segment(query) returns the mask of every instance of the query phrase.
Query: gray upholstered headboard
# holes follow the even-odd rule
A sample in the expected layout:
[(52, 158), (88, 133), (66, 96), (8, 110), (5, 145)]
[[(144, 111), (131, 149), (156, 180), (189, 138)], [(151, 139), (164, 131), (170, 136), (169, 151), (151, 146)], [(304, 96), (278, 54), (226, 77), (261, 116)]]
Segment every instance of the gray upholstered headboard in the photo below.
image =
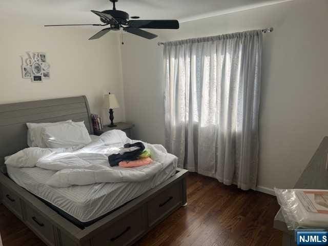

::::

• Task instructions:
Could you extract every line of the material above verbatim, leaving out any pictures?

• Result:
segment(query) returns the mask of every instance of the query phrase.
Query: gray upholstered headboard
# holes follow the even-odd rule
A sample in the expected layout:
[(52, 158), (88, 133), (66, 96), (8, 110), (5, 145)]
[[(144, 111), (131, 149), (156, 180), (189, 138)], [(151, 139), (164, 131), (170, 136), (169, 151), (151, 146)], [(304, 96), (278, 54), (226, 77), (261, 116)]]
Segment every instance of the gray upholstered headboard in the photo below.
image =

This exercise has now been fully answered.